● **Study text**
Communities band together to aid, inspire during pandemic
The unknown and unfamiliar can strike resonant notes of fear and panic that expose some of the worst of human character.
In the days and weeks immediately following COVID-19 being declared a pandemic, our new reality brought with it elevated levels of shared anxiety and unsettled disquiet that manifested itself in everything from panic buying to an uptick in racist and xenophobic aggressions against people of Asian descent.
Although the poor reactions of the few could be disheartening, those tinny responses were swallowed up and drowned out by chorus after chorus of symphonic examples showcasing the best of the human condition.
In times of crisis, heroes don’t step aside; they step up.
While many were still reeling with health, employment and financial fallout from COVID-19, the stories of basic decency and the championing of the greater good emerged. The Greater Lansing region has not been a stranger to acts both large and small of kindness and caring in the face of calamity. The local undertakings have been as inspirational as they are myriad and storied. However, the gracious altruism and the outpouring of connectiveness serve to reflect and remind of the best in us all.
Helping Those in Health Care
The health care community found itself as the face of the pandemic as hospitals and emergency rooms quickly filled with patients suffering from the deadly novel coronavirus. As beds filled with patients needing constant care, medical professionals already under immense stress were dealt with another blow: precious medical supplies were dwindling. As a counterbalance, the Sparrow Foundation set up a Challenge Response Fund where community members donate supplies. Within a five-day period, the foundation collected more than 110,000 items — from masks and gowns to gloves and hand sanitizer.
“This is uncharted territory, and we don’t know how long the pandemic will go on,” said John Foren, spokesperson for Sparrow Health System. “As a result, we’re being very creative about finding resources from our many partners.”
Foren noted that Sparrow staff was holding up well under trying circumstances, but counseling services were made available to those who needed it. As for the response from the public, Foren said the community has always been in Sparrow’s corner.
“We’re not surprised at the response from the community because they have always stepped up to support Sparrow and the health care needs of mid-Michigan,” he said.
Supplying the Need and Necessities
One of the more unique contributions to aid the health care field came from Mason Trailer Rentals.

● **Exercise requirements**
(A) According to the article on community aid during the pandemic, why did the Sparrow Foundation set up its Challenge Response Fund? Answer in one to three sentences.
(B) Answer these questions using the article on community aid during the pandemic:
(i) How many items did the Sparrow Foundation collect within a five-day period?
(ii) What is John Foren's role?
(iii) What was made available to Sparrow staff who needed it?
(C) Print the part of the article on community aid during the pandemic starting with "While many were" and going on through "best in us all.".

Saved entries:
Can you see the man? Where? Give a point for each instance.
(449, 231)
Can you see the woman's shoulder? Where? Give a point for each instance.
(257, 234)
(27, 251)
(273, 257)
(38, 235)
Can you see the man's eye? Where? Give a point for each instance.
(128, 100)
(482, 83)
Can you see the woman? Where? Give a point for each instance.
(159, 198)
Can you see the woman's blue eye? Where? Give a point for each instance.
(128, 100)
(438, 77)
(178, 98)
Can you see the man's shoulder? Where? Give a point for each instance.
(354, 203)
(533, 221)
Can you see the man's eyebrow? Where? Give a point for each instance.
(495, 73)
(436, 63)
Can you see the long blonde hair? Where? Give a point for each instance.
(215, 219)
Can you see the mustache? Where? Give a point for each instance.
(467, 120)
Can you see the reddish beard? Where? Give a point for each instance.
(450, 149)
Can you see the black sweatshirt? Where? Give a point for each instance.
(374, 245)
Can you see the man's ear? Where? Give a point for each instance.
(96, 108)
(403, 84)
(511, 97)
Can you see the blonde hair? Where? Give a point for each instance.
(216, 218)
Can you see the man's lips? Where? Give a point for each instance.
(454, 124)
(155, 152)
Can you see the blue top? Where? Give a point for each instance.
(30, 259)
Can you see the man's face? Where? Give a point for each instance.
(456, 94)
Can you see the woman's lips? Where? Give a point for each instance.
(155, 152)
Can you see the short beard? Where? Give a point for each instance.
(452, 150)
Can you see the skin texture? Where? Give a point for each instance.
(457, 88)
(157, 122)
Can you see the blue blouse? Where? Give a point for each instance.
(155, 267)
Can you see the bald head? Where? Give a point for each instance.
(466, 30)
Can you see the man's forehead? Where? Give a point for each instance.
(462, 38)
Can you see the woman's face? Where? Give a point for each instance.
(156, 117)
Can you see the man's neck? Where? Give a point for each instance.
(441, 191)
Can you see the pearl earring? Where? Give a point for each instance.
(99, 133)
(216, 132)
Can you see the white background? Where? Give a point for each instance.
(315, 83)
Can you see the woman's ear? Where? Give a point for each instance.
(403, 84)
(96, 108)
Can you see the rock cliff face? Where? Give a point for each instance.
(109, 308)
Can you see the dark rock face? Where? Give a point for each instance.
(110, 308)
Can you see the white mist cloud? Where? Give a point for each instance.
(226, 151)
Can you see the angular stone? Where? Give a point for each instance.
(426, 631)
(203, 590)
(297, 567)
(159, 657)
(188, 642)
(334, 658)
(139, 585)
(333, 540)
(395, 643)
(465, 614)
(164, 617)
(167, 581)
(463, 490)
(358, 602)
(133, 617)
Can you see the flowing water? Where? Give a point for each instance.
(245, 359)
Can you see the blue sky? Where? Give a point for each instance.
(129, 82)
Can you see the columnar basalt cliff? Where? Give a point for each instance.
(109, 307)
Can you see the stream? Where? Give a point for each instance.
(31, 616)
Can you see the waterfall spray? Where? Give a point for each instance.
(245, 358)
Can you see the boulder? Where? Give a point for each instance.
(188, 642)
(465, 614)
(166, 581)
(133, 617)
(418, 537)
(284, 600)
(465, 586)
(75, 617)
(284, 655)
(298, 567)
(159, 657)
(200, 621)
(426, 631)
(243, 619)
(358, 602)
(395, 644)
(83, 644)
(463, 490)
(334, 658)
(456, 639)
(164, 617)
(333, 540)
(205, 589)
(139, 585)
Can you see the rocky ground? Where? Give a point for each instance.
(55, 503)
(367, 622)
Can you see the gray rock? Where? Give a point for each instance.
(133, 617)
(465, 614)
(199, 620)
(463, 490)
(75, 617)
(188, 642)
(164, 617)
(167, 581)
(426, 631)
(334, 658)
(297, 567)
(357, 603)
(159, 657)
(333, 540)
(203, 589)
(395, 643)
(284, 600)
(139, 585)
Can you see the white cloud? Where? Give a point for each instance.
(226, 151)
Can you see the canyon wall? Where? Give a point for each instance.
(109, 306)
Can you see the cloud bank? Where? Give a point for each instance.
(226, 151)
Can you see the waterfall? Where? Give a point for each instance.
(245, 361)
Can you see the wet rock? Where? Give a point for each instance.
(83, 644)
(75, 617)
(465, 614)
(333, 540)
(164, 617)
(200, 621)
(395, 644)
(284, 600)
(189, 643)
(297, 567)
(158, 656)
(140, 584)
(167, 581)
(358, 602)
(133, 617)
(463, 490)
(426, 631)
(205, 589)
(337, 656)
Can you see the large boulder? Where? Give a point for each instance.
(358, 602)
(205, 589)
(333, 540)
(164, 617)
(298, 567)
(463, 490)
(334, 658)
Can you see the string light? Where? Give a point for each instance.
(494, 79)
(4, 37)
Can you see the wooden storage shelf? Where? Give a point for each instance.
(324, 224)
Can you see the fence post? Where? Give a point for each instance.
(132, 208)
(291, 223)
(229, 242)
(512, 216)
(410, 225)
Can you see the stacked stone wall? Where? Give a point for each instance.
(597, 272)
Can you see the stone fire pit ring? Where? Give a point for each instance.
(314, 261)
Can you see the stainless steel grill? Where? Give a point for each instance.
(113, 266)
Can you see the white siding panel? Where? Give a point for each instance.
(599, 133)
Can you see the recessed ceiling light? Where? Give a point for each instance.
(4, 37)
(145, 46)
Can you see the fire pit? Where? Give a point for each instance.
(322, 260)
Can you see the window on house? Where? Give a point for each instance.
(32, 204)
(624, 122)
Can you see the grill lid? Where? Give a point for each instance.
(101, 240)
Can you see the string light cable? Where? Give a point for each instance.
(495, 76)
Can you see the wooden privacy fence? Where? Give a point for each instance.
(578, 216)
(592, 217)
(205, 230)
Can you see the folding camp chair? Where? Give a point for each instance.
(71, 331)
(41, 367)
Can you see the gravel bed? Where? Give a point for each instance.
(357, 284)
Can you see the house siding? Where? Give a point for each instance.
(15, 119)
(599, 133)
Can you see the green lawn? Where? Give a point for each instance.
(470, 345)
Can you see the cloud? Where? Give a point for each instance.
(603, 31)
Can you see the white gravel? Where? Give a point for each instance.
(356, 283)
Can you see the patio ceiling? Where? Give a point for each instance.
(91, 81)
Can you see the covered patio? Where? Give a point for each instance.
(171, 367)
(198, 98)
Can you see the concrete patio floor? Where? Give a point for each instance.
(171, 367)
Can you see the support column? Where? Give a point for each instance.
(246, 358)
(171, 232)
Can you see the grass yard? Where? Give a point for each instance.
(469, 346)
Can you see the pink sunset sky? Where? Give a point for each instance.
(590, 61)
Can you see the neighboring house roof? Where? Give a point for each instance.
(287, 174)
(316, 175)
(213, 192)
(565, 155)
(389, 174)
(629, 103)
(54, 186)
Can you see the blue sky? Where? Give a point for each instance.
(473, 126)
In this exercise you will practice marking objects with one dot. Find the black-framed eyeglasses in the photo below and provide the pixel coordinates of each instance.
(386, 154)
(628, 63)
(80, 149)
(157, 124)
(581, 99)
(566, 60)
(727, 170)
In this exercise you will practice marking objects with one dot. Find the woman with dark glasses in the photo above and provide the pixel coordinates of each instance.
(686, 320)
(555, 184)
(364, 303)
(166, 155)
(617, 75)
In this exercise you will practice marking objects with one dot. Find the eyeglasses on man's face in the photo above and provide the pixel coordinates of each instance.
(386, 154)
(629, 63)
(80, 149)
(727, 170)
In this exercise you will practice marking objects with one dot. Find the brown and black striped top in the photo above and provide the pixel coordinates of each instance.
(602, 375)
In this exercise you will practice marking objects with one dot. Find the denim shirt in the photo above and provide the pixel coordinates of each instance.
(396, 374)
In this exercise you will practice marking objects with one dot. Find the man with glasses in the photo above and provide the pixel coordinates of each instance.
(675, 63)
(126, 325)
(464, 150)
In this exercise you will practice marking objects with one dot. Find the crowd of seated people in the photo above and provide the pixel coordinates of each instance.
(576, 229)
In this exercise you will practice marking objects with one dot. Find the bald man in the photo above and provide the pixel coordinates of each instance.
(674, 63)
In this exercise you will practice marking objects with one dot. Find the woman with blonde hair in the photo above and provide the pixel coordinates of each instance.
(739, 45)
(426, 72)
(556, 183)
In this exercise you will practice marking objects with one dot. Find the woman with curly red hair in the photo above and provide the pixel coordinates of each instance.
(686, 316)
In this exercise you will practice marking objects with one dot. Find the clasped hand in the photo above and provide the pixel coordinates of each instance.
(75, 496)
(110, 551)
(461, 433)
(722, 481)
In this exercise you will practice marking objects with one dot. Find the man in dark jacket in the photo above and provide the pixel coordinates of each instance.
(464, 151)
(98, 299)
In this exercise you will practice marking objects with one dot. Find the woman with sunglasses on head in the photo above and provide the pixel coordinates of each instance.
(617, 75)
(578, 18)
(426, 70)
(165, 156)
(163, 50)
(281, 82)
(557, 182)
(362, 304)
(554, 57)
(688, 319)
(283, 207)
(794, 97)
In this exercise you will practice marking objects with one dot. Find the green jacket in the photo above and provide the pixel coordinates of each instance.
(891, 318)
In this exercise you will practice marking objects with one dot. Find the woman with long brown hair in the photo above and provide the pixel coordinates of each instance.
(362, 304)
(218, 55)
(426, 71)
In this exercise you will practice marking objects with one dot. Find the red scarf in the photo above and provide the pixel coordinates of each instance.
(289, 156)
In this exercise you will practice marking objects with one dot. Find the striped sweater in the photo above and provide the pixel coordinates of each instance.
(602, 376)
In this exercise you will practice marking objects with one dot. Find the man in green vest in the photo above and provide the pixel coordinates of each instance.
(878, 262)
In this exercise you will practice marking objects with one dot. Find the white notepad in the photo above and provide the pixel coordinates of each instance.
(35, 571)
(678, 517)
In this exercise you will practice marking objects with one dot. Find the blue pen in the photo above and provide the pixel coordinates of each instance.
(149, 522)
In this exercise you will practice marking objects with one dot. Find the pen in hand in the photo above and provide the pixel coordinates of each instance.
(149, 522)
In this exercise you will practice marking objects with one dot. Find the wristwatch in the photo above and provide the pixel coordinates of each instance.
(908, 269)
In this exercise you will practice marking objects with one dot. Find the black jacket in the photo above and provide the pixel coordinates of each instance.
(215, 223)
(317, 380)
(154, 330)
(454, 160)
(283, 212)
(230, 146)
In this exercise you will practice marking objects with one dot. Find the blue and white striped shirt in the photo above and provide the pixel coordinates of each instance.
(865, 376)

● **Solutions**
(A) Hospitals and emergency rooms were filling with COVID-19 patients who needed constant care, and the supply of precious medical supplies was dwindling. The Sparrow Foundation set up the fund as a counterbalance so that community members could donate supplies.

(B)
(i) More than 110,000 items.
(ii) He is spokesperson for Sparrow Health System.
(iii) Counseling services.

(C)
While many were still reeling with health, employment and financial fallout from COVID-19, the stories of basic decency and the championing of the greater good emerged. The Greater Lansing region has not been a stranger to acts both large and small of kindness and caring in the face of calamity. The local undertakings have been as inspirational as they are myriad and storied. However, the gracious altruism and the outpouring of connectiveness serve to reflect and remind of the best in us all.